Pick up the memoir passage below about dating a nursing graduate and nights at the Peppermint, and continue it from its final sentence.

#### [QUOTED PASSAGE]
__________________________________________________
The sweet blonde helped me find Christmas gifts for my mother across the street in the Bon Marché department store. I started seeing this lovely, slender nursing grad through the holidays and into 1970. She always wore classy outfits at a nice restaurant or just a movie and pizza. She was a terrific dancer and made me look good at the Peppermint, where I showed her off. She was adored by all the guys and gals in my circle. The straight-as-an-arrow, health-conscious nurse didn’t smoke or drink and never complained when we partied around her, or even if I only called her once a week. She was kind and clever and found other ways to see me more often.

She surprised me with Three Dog Night tickets. They rocked the Manchester NH Armory with “Mama Told Me Not To Come,” “Try a little Tenderness,” “Eli’s Coming,” “One,” and my favorite, “Easy to be Hard.” She was good to me, too good for me.

I continued to hang out with B and my other buddies. On Friday night, March 20, 1970, Herb Reed and the Platters were headlining at the Peppermint. They played there every other month. Older couples slow danced to their fifties hits, “The Great Pretender,” Only You,” and “Twilight Time.” Mac’s Mob would open for them.
__________________________________________________
[Stored data entries]
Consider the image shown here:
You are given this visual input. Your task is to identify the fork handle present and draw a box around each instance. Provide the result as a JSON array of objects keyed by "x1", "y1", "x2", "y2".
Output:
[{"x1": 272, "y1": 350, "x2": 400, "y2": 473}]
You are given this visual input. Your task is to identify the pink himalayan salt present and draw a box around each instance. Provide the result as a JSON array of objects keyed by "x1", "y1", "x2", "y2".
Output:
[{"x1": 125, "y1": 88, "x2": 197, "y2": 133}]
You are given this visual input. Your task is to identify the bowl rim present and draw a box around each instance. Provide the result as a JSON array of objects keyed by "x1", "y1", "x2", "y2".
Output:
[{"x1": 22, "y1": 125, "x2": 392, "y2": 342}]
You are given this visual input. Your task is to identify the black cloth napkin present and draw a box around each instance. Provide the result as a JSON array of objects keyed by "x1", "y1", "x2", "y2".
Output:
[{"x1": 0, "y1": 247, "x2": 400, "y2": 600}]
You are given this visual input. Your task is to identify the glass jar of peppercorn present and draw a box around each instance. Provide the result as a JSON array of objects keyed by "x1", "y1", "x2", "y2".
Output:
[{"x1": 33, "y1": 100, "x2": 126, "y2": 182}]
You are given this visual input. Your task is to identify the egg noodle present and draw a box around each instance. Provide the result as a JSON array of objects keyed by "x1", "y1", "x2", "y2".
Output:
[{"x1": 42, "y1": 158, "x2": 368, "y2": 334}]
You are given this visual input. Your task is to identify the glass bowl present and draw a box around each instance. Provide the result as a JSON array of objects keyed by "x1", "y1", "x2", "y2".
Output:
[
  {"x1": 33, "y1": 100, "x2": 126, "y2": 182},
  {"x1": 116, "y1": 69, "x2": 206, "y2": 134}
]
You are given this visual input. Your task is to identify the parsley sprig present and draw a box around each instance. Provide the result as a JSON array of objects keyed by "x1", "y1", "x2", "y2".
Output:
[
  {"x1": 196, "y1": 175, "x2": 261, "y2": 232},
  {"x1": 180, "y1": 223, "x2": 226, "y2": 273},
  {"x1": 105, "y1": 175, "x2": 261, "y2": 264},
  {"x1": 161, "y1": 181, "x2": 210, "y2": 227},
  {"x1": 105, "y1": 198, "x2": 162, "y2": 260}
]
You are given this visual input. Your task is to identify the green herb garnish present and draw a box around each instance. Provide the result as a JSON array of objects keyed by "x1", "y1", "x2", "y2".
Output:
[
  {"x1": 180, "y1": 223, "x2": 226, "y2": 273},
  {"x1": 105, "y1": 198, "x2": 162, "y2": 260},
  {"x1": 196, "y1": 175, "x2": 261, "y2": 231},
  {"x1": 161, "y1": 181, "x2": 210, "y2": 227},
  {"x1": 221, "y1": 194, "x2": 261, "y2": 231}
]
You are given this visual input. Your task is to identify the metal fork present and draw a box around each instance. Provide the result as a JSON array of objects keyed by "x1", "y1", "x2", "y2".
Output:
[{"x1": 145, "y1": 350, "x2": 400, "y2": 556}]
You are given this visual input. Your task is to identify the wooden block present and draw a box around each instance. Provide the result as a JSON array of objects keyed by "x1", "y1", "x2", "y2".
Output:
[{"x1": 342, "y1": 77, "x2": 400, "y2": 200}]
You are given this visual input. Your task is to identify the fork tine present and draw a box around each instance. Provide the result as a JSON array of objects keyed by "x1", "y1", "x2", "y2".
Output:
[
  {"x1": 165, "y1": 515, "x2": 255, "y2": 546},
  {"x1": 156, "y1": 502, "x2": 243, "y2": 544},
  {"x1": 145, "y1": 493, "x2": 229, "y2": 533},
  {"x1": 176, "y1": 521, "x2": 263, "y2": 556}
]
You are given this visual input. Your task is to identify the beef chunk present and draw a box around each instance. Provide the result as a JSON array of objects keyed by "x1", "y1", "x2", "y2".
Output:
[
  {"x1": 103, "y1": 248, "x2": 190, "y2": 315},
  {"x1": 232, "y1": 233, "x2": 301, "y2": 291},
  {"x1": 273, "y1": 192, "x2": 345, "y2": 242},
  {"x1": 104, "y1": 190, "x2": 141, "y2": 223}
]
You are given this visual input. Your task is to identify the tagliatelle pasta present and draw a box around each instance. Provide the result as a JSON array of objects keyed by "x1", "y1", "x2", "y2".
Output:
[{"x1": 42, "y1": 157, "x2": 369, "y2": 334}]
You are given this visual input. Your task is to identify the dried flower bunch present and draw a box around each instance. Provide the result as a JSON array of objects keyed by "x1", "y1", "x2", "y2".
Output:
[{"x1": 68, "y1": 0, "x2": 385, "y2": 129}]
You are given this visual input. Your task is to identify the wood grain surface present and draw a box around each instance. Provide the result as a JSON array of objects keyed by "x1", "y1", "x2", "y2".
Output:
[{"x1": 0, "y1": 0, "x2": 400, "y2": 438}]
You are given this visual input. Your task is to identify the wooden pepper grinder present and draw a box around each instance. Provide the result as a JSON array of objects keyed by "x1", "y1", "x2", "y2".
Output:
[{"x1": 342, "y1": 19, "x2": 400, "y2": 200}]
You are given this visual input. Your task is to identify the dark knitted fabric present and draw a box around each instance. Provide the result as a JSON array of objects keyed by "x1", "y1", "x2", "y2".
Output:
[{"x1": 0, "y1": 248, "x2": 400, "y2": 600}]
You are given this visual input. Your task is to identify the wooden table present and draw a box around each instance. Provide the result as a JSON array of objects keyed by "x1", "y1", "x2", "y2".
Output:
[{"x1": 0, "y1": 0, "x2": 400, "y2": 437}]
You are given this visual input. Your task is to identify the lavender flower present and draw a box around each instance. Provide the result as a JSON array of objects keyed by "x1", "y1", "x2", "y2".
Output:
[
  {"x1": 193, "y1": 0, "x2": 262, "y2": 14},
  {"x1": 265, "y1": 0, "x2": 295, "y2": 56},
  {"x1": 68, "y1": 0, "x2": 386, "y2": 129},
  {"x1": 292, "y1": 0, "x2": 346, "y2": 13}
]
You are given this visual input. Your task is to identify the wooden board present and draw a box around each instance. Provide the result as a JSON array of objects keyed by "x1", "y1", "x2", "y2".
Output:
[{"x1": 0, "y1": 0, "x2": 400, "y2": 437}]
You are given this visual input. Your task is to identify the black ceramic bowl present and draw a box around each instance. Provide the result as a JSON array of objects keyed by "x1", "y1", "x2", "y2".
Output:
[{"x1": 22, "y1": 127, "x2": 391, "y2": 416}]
__________________________________________________
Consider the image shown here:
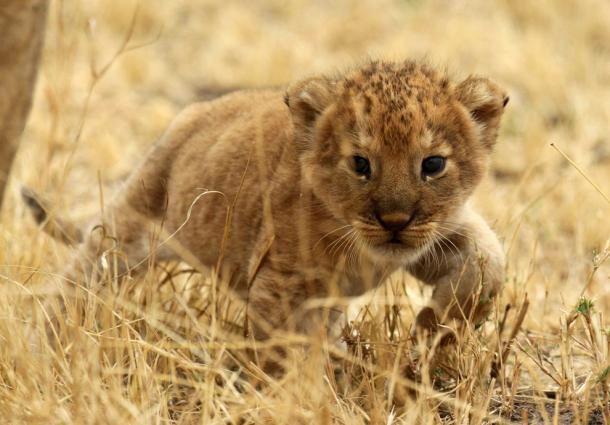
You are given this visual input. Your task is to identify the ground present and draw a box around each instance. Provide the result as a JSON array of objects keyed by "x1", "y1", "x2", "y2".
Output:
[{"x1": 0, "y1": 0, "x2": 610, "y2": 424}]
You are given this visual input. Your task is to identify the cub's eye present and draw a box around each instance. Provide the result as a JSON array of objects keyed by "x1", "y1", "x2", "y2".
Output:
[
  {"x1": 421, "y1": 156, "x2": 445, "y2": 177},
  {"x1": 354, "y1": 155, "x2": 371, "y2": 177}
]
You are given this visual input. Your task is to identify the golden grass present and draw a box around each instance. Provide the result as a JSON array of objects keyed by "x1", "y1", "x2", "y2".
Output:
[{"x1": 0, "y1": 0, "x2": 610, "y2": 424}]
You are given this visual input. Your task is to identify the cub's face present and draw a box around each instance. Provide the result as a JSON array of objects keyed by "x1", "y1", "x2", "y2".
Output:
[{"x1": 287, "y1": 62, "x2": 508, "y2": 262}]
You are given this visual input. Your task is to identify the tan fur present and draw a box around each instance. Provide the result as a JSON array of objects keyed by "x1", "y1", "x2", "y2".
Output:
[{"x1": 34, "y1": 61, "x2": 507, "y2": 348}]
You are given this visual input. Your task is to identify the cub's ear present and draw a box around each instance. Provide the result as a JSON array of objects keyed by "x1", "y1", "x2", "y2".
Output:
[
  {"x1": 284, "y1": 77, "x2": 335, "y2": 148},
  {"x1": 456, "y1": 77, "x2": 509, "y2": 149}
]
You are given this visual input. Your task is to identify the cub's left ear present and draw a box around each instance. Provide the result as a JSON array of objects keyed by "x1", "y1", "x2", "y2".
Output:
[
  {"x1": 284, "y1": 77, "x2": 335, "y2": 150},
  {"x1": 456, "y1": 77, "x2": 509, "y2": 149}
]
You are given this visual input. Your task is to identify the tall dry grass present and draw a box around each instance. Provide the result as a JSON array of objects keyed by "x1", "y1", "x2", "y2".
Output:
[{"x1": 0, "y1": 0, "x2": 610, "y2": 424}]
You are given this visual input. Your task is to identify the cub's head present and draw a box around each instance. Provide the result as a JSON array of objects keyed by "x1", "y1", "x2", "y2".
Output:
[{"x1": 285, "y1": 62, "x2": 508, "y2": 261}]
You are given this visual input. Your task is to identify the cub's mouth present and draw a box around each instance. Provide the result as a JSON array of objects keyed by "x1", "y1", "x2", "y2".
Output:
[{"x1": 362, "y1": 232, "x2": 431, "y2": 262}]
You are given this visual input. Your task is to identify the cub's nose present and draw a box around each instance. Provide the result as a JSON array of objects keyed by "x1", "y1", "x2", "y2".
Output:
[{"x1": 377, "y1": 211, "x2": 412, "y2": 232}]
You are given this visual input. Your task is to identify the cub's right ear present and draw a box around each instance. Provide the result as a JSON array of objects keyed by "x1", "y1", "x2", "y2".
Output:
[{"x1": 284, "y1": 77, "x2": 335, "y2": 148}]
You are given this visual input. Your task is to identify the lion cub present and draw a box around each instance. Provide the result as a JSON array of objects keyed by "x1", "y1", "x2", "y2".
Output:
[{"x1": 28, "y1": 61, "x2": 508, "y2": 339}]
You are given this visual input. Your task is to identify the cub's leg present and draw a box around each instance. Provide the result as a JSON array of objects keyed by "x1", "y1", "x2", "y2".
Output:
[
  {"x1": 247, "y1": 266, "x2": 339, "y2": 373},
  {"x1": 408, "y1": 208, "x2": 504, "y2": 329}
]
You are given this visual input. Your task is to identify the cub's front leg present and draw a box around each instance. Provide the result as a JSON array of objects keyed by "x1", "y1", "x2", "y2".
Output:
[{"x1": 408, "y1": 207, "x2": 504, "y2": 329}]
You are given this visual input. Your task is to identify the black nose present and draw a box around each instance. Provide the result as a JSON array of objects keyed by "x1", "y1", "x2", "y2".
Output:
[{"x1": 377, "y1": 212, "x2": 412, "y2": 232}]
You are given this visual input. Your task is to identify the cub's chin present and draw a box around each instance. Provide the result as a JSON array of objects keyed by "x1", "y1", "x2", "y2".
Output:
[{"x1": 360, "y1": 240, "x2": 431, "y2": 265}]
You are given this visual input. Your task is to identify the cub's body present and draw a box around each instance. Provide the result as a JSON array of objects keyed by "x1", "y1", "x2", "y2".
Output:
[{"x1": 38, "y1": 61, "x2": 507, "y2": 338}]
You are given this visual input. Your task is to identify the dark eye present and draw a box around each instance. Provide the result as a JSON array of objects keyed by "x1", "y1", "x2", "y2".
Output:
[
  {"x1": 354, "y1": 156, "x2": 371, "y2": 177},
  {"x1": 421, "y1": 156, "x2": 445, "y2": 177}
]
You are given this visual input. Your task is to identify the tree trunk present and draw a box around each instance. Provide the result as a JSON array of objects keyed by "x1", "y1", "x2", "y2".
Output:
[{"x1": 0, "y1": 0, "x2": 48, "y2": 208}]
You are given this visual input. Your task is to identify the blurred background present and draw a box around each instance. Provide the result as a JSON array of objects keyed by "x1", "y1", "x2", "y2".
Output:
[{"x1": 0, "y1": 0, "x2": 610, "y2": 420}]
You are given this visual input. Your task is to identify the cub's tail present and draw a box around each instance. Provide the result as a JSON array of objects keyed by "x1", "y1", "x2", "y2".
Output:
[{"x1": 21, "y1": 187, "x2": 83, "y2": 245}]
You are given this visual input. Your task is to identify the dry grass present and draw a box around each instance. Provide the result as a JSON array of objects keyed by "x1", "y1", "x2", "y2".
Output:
__________________________________________________
#### [ANSWER FOR THIS EXERCISE]
I pulled my Charger into the Peppermint’s parking lot near B’s ’63 Chevy four-door Impala. I jumped in his car and partied with our other friends, J and Walrus. J was a popular black guy—B, and I grew up with in the Lower Highlands—and our prime source for joints or any amount of weed you’d need. The Walrus—a John Lennon moniker J gave him—was a big dude with shoulder-length sandy hair and a thick, awesome mustache that would make David Crosby envious.

Not wanting to bogart, I passed the joint to B; he took a hit and thumbed it to Walrus, who attached a clip. J scratched his Afro and said, “The Young Bloods are at the Tea Party tonight.”

The Walrus smiled and said, “Tough choice… The Platters or Jessi Colin Young.”

We chuckled and kept on laughing while B drove his Chevy into Beantown. The multi-level Boston Tea Party on Lansdowne Street, across from Fenway Park, had a twenty-five hundred capacity. We paid $3.50, entered the smoky, dimly lit venue, squeezed by the stoned-out hippies, bikers, and college crowd, and located the stage. We enjoyed the Youngbloods’ music and dug the chorus of “Get Together.”

Come on, people, now, smile on your brother

Everybody get together try to love one another right now.

Right now. Right now!

B drove back to Lowell and dropped J and Walrus off at their homes. When we returned to the Peppermint, the Platters had finished their last set. The bouncer said, “Party at the Executive Apartments on Westford Street.” It was late; I was dragging, but I followed B in my car.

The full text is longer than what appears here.